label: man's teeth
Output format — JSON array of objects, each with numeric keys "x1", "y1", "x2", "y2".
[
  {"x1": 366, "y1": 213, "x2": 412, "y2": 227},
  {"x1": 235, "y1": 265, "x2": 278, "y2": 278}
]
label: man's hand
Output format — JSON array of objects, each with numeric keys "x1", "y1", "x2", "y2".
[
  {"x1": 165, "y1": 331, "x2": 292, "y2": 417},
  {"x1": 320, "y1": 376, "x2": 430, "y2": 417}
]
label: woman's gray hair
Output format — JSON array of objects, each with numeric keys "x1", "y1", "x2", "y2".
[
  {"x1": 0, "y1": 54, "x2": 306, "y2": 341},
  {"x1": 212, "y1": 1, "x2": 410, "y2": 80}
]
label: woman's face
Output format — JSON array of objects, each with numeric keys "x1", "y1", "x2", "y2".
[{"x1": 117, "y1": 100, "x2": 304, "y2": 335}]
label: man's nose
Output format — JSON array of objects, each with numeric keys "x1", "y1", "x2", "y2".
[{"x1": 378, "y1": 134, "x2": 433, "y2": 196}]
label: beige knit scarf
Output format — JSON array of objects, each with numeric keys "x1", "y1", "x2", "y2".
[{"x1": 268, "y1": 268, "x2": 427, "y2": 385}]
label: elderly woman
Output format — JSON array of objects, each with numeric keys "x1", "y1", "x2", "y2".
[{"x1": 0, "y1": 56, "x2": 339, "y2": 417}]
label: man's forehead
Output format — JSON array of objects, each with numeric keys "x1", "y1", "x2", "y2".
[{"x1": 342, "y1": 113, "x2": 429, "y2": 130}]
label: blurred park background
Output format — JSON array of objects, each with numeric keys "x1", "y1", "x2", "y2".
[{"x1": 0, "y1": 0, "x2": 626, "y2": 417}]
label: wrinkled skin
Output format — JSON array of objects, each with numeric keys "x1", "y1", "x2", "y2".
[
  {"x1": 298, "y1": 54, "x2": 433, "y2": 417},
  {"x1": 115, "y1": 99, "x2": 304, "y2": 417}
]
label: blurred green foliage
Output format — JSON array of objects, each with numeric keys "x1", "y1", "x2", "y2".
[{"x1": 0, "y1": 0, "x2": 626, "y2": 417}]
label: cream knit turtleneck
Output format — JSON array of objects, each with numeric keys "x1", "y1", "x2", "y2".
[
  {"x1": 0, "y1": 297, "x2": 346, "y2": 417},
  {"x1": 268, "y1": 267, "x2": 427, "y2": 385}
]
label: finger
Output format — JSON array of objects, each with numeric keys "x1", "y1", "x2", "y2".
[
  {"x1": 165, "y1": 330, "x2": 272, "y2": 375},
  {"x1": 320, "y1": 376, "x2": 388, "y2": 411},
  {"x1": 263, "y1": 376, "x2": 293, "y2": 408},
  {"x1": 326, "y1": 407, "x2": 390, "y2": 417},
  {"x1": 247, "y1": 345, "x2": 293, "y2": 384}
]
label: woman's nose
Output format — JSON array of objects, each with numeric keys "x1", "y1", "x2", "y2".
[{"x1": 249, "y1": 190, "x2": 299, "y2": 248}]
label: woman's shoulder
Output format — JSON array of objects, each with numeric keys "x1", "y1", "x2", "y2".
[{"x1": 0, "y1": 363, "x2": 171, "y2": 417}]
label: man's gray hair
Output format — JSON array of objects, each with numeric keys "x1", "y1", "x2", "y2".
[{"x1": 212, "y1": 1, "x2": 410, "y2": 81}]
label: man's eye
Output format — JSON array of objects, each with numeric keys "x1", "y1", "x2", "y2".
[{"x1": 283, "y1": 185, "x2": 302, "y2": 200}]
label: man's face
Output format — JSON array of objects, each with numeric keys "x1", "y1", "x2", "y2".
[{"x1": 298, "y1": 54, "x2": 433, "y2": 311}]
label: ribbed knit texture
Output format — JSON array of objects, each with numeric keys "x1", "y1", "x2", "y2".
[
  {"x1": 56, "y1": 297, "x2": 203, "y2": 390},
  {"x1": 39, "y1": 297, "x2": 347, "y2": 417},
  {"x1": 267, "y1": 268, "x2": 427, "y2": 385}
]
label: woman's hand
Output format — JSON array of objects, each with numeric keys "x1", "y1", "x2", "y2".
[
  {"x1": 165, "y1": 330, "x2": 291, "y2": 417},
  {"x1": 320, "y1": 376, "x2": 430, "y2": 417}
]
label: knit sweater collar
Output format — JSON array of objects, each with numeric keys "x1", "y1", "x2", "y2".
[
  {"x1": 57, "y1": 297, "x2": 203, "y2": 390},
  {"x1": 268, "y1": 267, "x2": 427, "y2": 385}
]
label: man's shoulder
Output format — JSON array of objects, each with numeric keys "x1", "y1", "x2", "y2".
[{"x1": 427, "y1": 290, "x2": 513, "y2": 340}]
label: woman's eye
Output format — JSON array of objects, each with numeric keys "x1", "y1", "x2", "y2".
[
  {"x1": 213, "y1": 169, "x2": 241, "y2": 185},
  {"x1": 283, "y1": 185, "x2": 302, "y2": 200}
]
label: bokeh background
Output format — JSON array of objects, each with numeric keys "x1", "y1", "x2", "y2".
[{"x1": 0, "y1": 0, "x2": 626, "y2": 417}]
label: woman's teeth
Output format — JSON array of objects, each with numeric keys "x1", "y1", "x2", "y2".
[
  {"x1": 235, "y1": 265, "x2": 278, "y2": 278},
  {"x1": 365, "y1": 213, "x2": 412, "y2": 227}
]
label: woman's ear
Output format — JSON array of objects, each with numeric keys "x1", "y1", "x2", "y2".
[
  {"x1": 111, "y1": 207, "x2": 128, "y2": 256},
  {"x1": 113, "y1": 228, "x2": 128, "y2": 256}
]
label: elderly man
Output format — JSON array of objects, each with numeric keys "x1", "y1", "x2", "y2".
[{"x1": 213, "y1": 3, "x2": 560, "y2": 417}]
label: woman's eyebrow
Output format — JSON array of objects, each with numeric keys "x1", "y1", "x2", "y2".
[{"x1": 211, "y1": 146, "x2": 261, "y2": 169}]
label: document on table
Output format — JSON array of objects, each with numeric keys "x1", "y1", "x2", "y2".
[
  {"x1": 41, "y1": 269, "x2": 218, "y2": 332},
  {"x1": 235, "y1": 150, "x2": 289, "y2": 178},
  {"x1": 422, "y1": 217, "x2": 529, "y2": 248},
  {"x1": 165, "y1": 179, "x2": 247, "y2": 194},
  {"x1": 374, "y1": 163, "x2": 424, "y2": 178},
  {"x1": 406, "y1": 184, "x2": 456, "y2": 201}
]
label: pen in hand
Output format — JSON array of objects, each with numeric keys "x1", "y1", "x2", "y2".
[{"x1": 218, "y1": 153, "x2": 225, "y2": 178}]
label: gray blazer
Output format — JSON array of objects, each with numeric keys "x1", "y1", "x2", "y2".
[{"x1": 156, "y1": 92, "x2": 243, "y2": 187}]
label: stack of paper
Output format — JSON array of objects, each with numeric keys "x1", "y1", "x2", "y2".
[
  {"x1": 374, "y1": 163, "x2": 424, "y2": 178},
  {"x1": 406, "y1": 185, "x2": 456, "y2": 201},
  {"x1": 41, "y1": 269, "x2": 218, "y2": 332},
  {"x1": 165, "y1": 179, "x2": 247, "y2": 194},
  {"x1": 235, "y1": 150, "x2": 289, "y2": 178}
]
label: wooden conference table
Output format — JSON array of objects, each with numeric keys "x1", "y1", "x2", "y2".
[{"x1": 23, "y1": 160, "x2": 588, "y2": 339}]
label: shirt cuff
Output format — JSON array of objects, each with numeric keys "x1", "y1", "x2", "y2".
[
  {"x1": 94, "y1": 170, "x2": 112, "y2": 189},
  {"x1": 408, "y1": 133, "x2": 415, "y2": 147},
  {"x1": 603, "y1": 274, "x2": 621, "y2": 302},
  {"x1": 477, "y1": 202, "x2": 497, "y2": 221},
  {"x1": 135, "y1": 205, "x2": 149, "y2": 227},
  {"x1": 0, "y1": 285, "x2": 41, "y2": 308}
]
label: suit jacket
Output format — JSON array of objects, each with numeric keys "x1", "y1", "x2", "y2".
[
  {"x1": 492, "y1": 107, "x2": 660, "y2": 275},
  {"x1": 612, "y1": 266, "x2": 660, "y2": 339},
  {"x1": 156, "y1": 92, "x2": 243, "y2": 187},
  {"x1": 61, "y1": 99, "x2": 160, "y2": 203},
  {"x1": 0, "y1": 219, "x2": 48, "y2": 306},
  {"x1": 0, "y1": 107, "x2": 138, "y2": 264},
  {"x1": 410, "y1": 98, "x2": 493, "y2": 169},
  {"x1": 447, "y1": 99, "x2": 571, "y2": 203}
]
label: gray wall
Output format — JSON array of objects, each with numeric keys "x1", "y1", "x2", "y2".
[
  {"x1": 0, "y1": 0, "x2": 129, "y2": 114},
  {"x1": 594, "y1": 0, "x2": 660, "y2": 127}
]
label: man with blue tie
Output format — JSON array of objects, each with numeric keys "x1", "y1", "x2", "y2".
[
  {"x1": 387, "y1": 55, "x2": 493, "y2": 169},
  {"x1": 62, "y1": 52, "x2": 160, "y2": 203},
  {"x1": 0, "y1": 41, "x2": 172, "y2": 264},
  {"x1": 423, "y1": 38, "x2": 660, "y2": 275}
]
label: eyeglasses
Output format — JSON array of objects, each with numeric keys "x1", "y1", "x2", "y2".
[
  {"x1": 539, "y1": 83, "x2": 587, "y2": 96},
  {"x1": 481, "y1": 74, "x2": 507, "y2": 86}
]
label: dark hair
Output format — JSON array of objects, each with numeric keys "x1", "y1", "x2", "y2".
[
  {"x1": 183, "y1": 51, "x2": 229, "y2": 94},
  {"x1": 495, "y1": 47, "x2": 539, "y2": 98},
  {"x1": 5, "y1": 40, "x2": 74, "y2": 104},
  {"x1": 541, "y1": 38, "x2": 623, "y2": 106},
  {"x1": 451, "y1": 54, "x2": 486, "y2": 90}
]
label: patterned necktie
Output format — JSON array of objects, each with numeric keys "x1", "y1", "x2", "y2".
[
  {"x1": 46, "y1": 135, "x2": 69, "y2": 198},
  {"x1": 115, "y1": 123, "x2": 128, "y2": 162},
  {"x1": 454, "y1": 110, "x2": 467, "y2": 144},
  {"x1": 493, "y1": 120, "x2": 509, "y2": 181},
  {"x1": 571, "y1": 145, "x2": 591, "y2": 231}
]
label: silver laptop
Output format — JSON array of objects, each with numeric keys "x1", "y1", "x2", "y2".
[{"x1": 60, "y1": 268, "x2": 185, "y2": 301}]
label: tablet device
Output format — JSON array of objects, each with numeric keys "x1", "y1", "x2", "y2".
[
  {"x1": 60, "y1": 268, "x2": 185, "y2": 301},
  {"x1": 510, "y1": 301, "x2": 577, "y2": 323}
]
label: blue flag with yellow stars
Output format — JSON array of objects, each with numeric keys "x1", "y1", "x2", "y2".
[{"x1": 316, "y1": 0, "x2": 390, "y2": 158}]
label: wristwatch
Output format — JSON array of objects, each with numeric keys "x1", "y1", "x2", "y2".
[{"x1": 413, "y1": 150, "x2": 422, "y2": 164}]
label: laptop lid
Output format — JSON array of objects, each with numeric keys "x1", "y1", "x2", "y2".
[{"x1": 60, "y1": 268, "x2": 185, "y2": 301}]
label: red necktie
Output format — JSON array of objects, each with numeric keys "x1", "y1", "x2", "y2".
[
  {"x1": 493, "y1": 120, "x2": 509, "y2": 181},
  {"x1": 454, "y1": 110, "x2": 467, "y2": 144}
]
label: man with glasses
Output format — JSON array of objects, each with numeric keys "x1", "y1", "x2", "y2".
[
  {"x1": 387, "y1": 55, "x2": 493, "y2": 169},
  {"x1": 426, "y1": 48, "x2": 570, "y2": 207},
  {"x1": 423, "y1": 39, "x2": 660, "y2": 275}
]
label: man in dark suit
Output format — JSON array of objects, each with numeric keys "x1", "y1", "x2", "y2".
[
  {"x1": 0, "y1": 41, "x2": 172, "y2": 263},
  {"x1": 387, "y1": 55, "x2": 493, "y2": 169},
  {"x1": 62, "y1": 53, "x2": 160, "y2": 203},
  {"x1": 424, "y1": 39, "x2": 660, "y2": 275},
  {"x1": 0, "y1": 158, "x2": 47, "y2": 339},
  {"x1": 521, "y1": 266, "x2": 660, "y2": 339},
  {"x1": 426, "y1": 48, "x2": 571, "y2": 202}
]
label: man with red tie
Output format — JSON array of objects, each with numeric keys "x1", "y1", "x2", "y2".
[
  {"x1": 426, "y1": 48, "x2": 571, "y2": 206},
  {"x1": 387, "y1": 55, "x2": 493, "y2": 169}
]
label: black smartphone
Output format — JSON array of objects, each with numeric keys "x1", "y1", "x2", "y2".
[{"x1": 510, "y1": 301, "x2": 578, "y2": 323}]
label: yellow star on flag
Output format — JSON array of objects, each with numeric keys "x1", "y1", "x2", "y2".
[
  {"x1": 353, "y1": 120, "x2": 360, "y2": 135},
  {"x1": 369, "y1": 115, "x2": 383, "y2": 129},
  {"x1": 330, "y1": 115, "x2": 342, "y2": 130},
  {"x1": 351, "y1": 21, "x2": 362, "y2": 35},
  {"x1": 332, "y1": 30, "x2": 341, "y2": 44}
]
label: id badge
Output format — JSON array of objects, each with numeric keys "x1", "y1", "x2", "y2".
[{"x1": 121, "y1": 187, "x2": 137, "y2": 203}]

__Requirements__.
Rewrite the material from the line with "label: yellow star on flag" through the last line, putting "name badge" in place of "id badge" and keeping everything else the same.

__The response__.
label: yellow star on flag
Output format — JSON array of objects, each with numeric keys "x1", "y1", "x2", "y2".
[
  {"x1": 353, "y1": 120, "x2": 360, "y2": 135},
  {"x1": 369, "y1": 115, "x2": 383, "y2": 129},
  {"x1": 330, "y1": 115, "x2": 342, "y2": 130},
  {"x1": 351, "y1": 21, "x2": 362, "y2": 35},
  {"x1": 332, "y1": 30, "x2": 341, "y2": 44}
]
label: name badge
Output format — JSON array of objects, each with numeric keys "x1", "y1", "x2", "y2".
[{"x1": 121, "y1": 187, "x2": 137, "y2": 203}]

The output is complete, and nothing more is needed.